**Source passage:**

Eman, whose weight was 500kg until March 7, underwent bariatric surgery earlier in March at Saifee Hospital in Mumbai now weighs 238 kg. Dr Muffazal Lakdawala who has performed the surgery siad Eman has lost 262kgs . She had been flown down from her home in Alexandria in Egypt to Mumbai by a cargo plane and was then transported from the airport till the hospital in a mini-truck.
Eman who is currently undergoing treatment at Saifee Hospital needs physio-therapy as she was bed ridden for 25 years said Dr Lakdawala
In a genetic test done on Egypt’s Eman Ahmed (36), who is known as the world’s heaviest woman, it has been found that she has a rare gene defect that causes obesity and she is the only person in the world to be detected with this defect.
Explaining the technical aspects of the report, Dr Muffazal Lakdawala, the bariatric surgeon who operated on Eman, said the gene identified as the cause of obesity in Eman is a “homozygous missense variant c.1055G>A, p.(Cys352Tyr) in the LEPR gene”.
Dr Lakdawala said this variant has been previously detected in one individual during a research carried out by Personalized Diabetes Medicine Program, University of Maryland School of Medicine, and has been classified as a “variant of uncertain significance”.
However, in Eman’s case it has assumed pathological consequences, leading to her obesity.
“Eman happens to be the only one in the world with this gene defect which causes obesity,” added Dr Lakdawala
Doctors said Eman also has another gene defect, SDCCAG8 associated with Phenotype Bardet‐Biedl syndrome, Senior‐Loken syndrome, but doctors say they believe it may not be a significant cause of obesity in her case as the leptin receptor (LEPR) Gene.
LEPR is involved in regulation of body weight. The protein is found on the surface of cells in many organs and tissues of the body, including a part of the brain called hypothalamus. “The hypothalamus controls hunger and thirst as well as other functions like sleep, mood, and body temperature. It also regulates the release of many hormones that have functions throughout the body,” said Dr Lakdawala.

**Dataset records:**
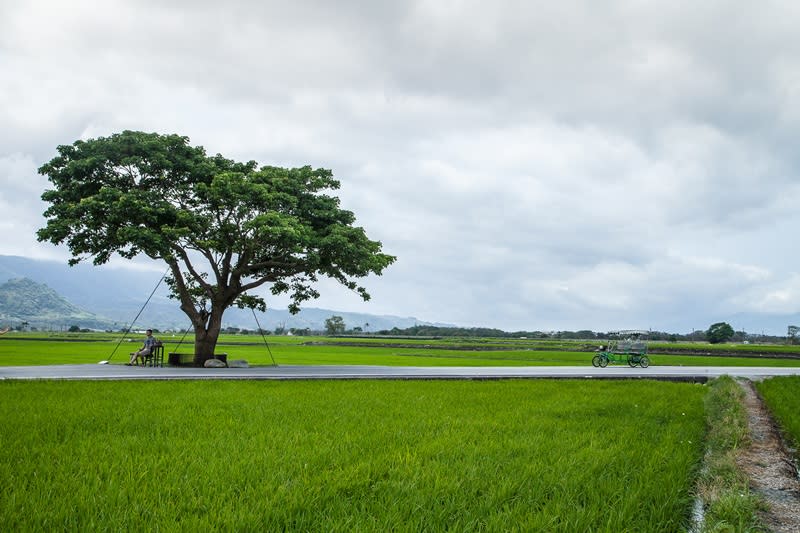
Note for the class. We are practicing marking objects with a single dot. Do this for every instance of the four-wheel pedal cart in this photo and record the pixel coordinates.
(627, 346)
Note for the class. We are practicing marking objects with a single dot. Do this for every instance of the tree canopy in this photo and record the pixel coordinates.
(223, 227)
(719, 333)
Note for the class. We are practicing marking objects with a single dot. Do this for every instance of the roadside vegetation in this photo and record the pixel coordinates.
(782, 396)
(40, 348)
(729, 504)
(345, 456)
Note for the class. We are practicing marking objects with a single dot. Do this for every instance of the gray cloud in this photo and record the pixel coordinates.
(533, 165)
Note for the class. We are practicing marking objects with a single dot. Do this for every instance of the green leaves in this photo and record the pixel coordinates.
(223, 227)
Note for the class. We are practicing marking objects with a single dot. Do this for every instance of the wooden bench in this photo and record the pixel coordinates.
(154, 358)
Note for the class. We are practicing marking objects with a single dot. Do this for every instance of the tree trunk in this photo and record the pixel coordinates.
(205, 338)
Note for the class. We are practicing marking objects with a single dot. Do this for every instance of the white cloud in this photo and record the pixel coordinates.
(532, 165)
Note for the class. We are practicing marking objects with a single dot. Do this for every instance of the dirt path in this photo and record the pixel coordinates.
(769, 465)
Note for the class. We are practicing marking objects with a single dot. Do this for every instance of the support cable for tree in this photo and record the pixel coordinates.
(128, 329)
(263, 337)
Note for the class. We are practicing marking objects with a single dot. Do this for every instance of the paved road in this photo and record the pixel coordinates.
(121, 372)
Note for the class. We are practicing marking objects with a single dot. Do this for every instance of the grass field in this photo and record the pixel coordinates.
(782, 396)
(65, 348)
(349, 456)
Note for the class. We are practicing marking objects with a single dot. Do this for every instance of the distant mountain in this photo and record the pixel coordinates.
(113, 297)
(24, 300)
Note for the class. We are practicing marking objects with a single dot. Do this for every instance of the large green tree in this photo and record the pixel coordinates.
(223, 227)
(720, 332)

**What you have to do:**
Answer these questions from the article about Eman:
(a) For how many years was Eman bedridden?
(b) In which gene was the variant identified as the cause of her obesity found?
(c) According to Dr. Lakdawala, what two things does the hypothalamus control in addition to functions like sleep, mood, and body temperature?
The entries have no connection to the article about Eman.

**Task response:**
(a) 25 years
(b) The LEPR (leptin receptor) gene
(c) Hunger and thirst